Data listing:

---------------

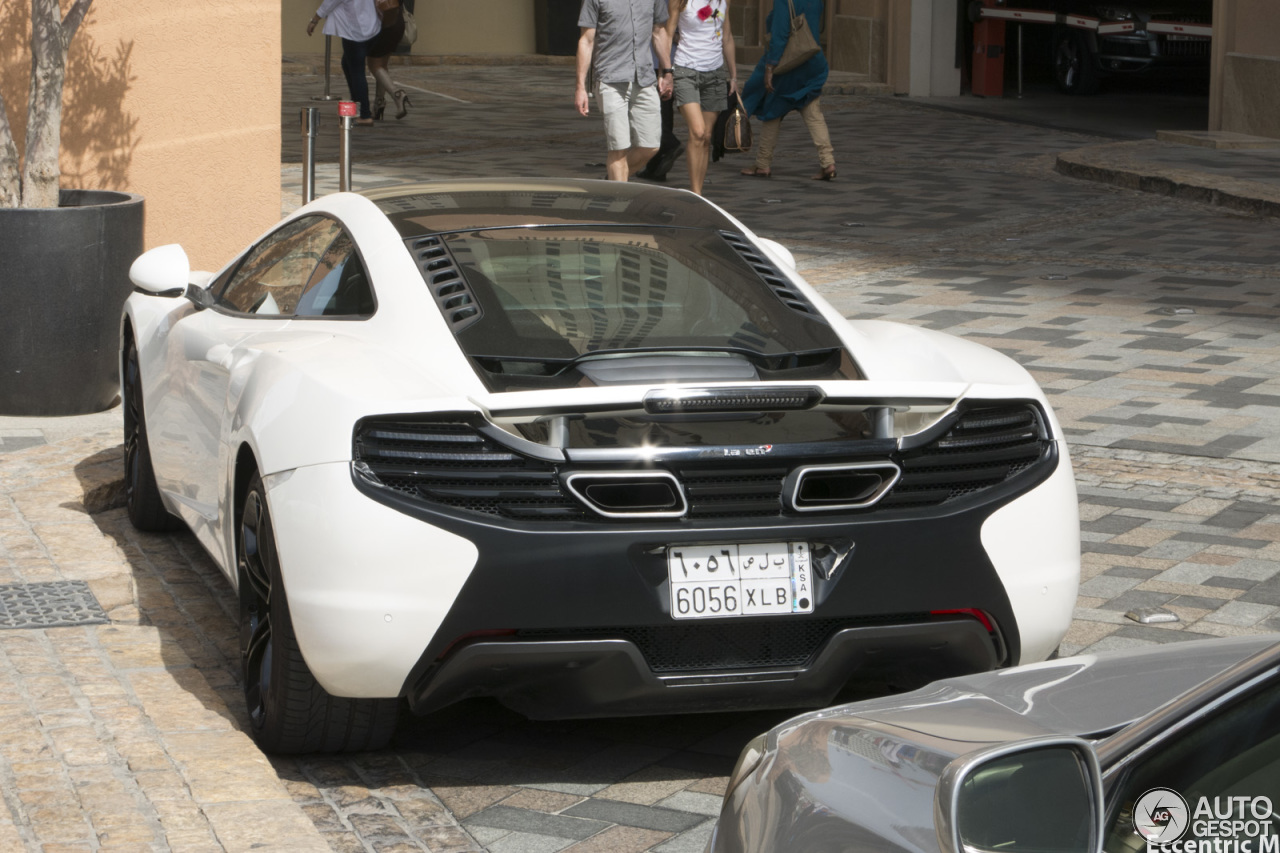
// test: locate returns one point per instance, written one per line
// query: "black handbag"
(737, 127)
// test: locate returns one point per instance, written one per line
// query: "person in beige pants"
(771, 96)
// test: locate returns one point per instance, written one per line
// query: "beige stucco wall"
(446, 27)
(1246, 76)
(177, 103)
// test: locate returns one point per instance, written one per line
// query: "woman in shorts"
(704, 73)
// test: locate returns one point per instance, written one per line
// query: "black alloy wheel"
(288, 710)
(141, 493)
(1075, 68)
(255, 598)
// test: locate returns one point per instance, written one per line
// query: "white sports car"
(592, 448)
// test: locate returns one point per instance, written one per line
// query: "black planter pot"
(64, 276)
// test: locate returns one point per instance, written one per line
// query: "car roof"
(440, 206)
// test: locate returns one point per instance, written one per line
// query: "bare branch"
(72, 22)
(10, 190)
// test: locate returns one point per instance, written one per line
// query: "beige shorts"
(708, 89)
(632, 115)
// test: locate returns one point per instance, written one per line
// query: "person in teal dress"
(771, 96)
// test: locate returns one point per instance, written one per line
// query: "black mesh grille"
(726, 646)
(1183, 46)
(442, 276)
(984, 448)
(453, 465)
(764, 268)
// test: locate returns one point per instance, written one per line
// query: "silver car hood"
(1087, 696)
(863, 775)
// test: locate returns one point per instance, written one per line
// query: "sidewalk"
(1150, 320)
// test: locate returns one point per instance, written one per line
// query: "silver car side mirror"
(780, 254)
(161, 272)
(1043, 794)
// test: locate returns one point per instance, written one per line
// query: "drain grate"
(59, 603)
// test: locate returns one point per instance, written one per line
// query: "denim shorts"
(709, 89)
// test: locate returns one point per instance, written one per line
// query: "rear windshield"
(556, 293)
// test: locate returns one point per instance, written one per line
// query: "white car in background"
(590, 448)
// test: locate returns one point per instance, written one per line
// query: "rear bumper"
(609, 676)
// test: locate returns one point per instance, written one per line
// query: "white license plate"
(717, 580)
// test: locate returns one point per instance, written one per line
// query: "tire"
(288, 710)
(141, 495)
(1075, 68)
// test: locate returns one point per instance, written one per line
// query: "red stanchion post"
(347, 112)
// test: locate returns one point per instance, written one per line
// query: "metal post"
(1019, 60)
(346, 118)
(310, 117)
(328, 56)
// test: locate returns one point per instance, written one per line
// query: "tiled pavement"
(1148, 320)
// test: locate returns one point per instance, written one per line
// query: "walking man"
(618, 40)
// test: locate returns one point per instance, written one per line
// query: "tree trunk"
(50, 37)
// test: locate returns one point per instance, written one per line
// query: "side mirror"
(780, 252)
(163, 270)
(1042, 796)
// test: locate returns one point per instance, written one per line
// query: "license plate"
(717, 580)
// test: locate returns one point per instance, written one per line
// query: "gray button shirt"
(624, 35)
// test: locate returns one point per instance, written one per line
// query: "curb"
(1120, 164)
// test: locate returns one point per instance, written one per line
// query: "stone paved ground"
(1148, 320)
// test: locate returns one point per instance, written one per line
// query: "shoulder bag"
(801, 46)
(737, 127)
(410, 27)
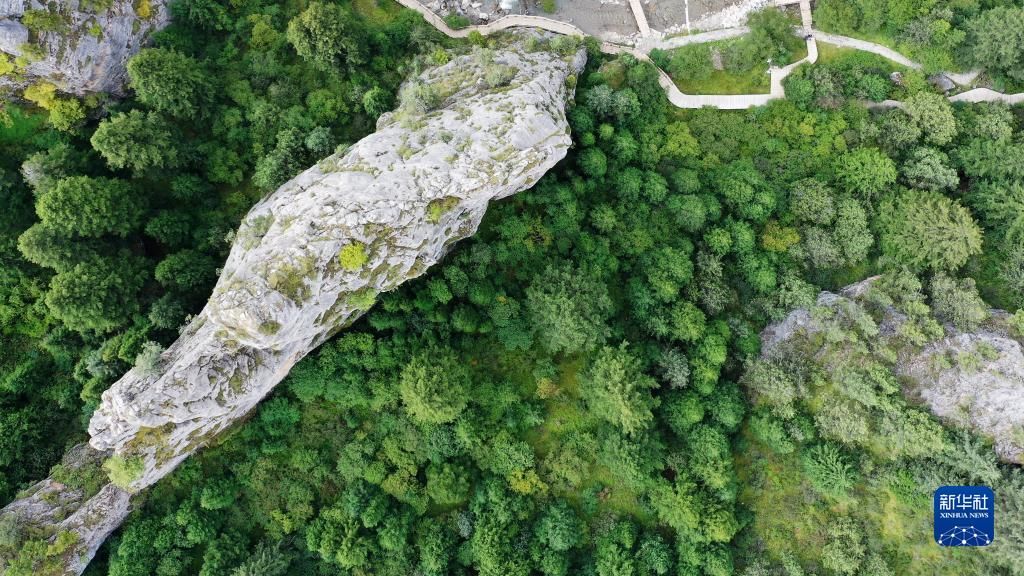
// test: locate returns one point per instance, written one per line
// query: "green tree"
(327, 36)
(929, 169)
(957, 302)
(91, 207)
(996, 42)
(170, 82)
(434, 387)
(137, 140)
(865, 172)
(925, 230)
(934, 116)
(97, 295)
(616, 389)
(568, 309)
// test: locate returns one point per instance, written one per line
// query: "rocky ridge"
(971, 379)
(81, 46)
(311, 257)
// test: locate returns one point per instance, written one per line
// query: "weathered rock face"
(312, 256)
(975, 380)
(56, 507)
(84, 47)
(971, 379)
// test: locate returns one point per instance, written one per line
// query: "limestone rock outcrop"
(311, 257)
(78, 45)
(972, 379)
(975, 380)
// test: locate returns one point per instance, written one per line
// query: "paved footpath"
(641, 17)
(650, 40)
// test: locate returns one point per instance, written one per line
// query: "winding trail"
(652, 39)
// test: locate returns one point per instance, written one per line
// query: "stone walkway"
(650, 40)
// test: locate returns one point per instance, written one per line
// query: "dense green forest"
(576, 389)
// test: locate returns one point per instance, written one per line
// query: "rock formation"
(312, 256)
(973, 379)
(79, 45)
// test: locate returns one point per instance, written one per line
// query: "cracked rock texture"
(58, 507)
(972, 379)
(311, 257)
(88, 48)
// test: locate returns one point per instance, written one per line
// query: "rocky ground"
(84, 50)
(312, 256)
(973, 379)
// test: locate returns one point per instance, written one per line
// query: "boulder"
(89, 49)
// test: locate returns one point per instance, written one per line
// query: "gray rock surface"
(974, 380)
(52, 506)
(311, 257)
(971, 379)
(89, 49)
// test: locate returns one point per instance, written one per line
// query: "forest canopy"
(580, 387)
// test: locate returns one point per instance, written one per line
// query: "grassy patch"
(753, 81)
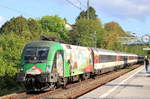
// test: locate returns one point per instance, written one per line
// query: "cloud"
(124, 9)
(1, 19)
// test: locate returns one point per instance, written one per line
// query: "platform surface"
(133, 85)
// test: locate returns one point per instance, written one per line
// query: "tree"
(89, 13)
(16, 25)
(35, 28)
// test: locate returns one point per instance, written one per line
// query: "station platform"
(133, 85)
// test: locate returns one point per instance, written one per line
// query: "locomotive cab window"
(36, 54)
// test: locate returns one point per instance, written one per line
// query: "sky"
(132, 15)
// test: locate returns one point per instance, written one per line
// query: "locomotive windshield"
(36, 54)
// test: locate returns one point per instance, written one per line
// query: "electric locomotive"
(48, 64)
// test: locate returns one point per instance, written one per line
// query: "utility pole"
(95, 40)
(88, 4)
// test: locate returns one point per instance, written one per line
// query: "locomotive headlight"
(48, 68)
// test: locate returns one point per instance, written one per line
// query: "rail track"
(74, 90)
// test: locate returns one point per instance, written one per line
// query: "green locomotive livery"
(45, 64)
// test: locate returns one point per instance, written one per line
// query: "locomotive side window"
(36, 54)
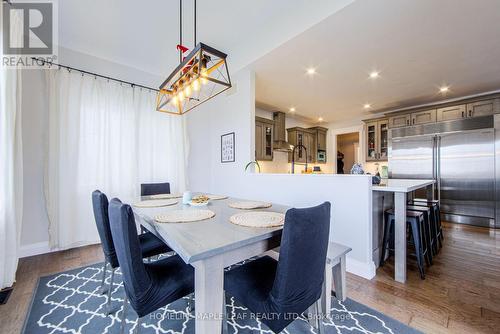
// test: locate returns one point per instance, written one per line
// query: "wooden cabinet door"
(399, 121)
(371, 141)
(383, 139)
(451, 113)
(267, 142)
(423, 117)
(483, 108)
(259, 135)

---------------

Directive:
Your copy should match the records word for word, with the pictures removed.

Answer:
// test: locate returns one point per instance, written one per line
// query: "black handbag"
(737, 127)
// test: locate returns one point per instance, written one per line
// query: "person in beige pants"
(771, 96)
// test: locate returns one point per instance, written one per line
// query: "beige stucco wall"
(446, 27)
(1246, 76)
(177, 103)
// test: locate returns one point per instance, written one per line
// query: "woman in shorts"
(704, 73)
// test: locate returns one point per instance, written one per line
// query: "black alloy wheel"
(288, 710)
(141, 493)
(1075, 68)
(255, 598)
// test: locate returns one point per instance, written one per line
// query: "white sports car"
(592, 448)
// test: locate returns one point per instance, written one per line
// query: "black planter pot"
(64, 276)
// test: locate returns one point per instance, written one per line
// query: "car roof"
(440, 206)
// test: locate returns one point per instance, written one per line
// query: "bare branch"
(72, 22)
(10, 190)
// test: locate returns one point per instance, written one per line
// query: "beige shorts"
(708, 89)
(632, 115)
// test: locate returns one point per instance, written one per line
// query: "person in teal dress"
(771, 96)
// test: locate returns one point per instance, written one per line
// query: "black mesh grille"
(726, 646)
(1183, 46)
(442, 276)
(984, 448)
(453, 465)
(764, 268)
// test: locate returns one point per instance, written one per line
// query: "silver car hood"
(1087, 696)
(863, 775)
// test: locate returns one point per instance, written one per line
// query: "sidewalk"
(1150, 320)
// test: locate returns one point per instance, written one per line
// query: "silver car side mirror"
(780, 254)
(161, 272)
(1043, 794)
// test: locate returns one point per instance, written one per line
// query: "drain grate"
(59, 603)
// test: locate returns one point per instance, written one per line
// query: "denim shorts"
(709, 89)
// test: locate returns one point per instance, written one per line
// query: "rear windshield"
(556, 293)
// test: locate returns one point per instance, written one per line
// query: "white car in background"
(590, 448)
// test: locate returns one point per instance, written one per line
// query: "rear bumper"
(609, 676)
// test: locate returns one point per instance, written one per line
// query: "white license plate"
(717, 580)
// test: locate returns one point per instance, written one per line
// query: "tire"
(288, 710)
(141, 495)
(1075, 68)
// test: locate returns one point per instance, written one per line
// query: "red stanchion post"
(347, 112)
// test: locate returns one point per instance, written one per line
// query: "metal post"
(1019, 60)
(346, 118)
(310, 117)
(328, 56)
// test: locate returns one point per instance, written one per line
// query: "tiled pavement"
(1148, 320)
// test: locate returns one point per instance, written one per line
// query: "walking man"
(618, 40)
// test: locate returns one point per instance, written one per line
// query: "tree trunk"
(50, 37)
// test: locate returns one point per instance, written one per line
// query: "side mirror"
(780, 252)
(163, 270)
(1042, 796)
// test: locate returns one point per instance, written one per line
// query: "license plate"
(717, 580)
// test: locate returns one point per instance, written one per line
// query: "gray button shirt"
(624, 35)
// test: locate returns one point per instance, written one per line
// query: "curb"
(1120, 164)
// test: locate returns one point per instance, written one per line
// query: "stone paved ground"
(1148, 320)
// test: locate returns one point per instance, written one per line
// query: "shoulder bag"
(801, 46)
(737, 127)
(410, 27)
// test: locate returns one point per instance, written one per line
// query: "green tree"
(327, 36)
(929, 169)
(957, 302)
(91, 207)
(996, 42)
(170, 82)
(434, 387)
(137, 140)
(865, 172)
(925, 230)
(934, 116)
(97, 295)
(616, 389)
(568, 309)
// test: locate returns one point per instance, written one per line
// query: "rocky ridge"
(971, 379)
(81, 46)
(311, 257)
// test: locate returns one point per instance, written one per line
// query: "weathered rock face"
(312, 256)
(975, 380)
(56, 507)
(84, 47)
(971, 379)
// test: locate returns one point per instance, written one per line
// query: "limestone rock outcrop"
(311, 257)
(78, 45)
(972, 379)
(975, 380)
// test: locate returns one point per instance, written one per line
// query: "paved footpath"
(641, 17)
(650, 40)
// test: locate returns one point per instance, written one per line
// query: "winding trail"
(652, 39)
// test: locate returns one point per instance, written one per line
// query: "stone walkway"
(650, 40)
// test: locate returns one point per instance, written one per line
// query: "dense green forest"
(576, 389)
// test: locate returns one point per instance, written one per line
// query: "rock formation"
(312, 256)
(973, 379)
(79, 45)
// test: locate returns one point per instance, written one per line
// query: "cracked rock texture"
(58, 507)
(972, 379)
(311, 257)
(88, 48)
// test: locate returns one point per instance, written one per line
// query: "rocky ground"
(84, 50)
(312, 256)
(973, 379)
// test: locate returns one point per instance, written one per line
// query: "boulder"
(89, 49)
// test: locate returns one point per instance, written one per line
// query: "gray rock surface"
(974, 380)
(52, 506)
(311, 257)
(971, 379)
(89, 49)
// test: locate returns one point per instance, written one per line
// query: "forest canopy"
(580, 387)
// test: locate returns one point per instance, written one per line
// query: "grassy patch"
(753, 81)
// test: locate returns one point per instance, written one per line
// query: "cloud"
(124, 9)
(1, 19)
// test: locate returns one point per instance, written one per line
// query: "platform surface"
(133, 85)
// test: locate returns one point per instance, written one per line
// query: "tree"
(89, 13)
(16, 25)
(35, 28)
// test: locate returns one point per instance, written one per line
// query: "station platform"
(133, 85)
// test: locate returns one point per instance, written one per line
// query: "locomotive cab window"
(36, 54)
// test: locate returns one point per instance, written one per line
// query: "sky"
(132, 15)
// test: locate returns one point per instance, written one per line
// query: "locomotive windshield"
(36, 54)
// test: locate returns one point per instance, written one per line
// query: "electric locomotive"
(48, 64)
// test: locate returns one point per instance, written one per line
// query: "utility pole"
(95, 40)
(88, 4)
// test: locate returns one point per instance, written one per line
// query: "locomotive headlight"
(48, 68)
// test: locate returns one point per instance, written one per line
// query: "rail track"
(74, 90)
// test: locate returns one point per instance, written one per line
// query: "green locomotive livery"
(45, 64)
// test: locate returns one point per instance, written one per line
// query: "locomotive side window"
(36, 54)
// test: locate returns one point per instance, written one per line
// query: "wooden cabinet door"
(399, 121)
(371, 141)
(383, 139)
(451, 113)
(267, 142)
(423, 117)
(483, 108)
(259, 135)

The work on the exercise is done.